Problem description: How many lines in the records below include "positive"? Answer with the number only.

Extracted data:
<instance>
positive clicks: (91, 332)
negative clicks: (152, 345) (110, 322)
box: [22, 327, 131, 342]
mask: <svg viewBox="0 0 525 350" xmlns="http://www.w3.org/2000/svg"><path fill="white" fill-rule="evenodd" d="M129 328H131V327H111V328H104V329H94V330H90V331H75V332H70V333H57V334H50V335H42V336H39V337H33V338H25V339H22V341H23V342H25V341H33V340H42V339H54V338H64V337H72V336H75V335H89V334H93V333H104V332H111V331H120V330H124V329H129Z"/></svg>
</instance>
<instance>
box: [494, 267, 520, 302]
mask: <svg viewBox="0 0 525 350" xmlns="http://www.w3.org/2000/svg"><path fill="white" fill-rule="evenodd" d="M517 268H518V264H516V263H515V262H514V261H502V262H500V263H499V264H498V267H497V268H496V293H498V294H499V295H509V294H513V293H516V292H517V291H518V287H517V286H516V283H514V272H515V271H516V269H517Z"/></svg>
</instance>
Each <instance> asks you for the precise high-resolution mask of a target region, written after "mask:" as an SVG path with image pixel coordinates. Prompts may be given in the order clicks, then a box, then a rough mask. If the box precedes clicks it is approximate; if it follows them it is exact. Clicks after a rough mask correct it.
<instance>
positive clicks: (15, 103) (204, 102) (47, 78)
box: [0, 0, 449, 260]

Solution to this task: 2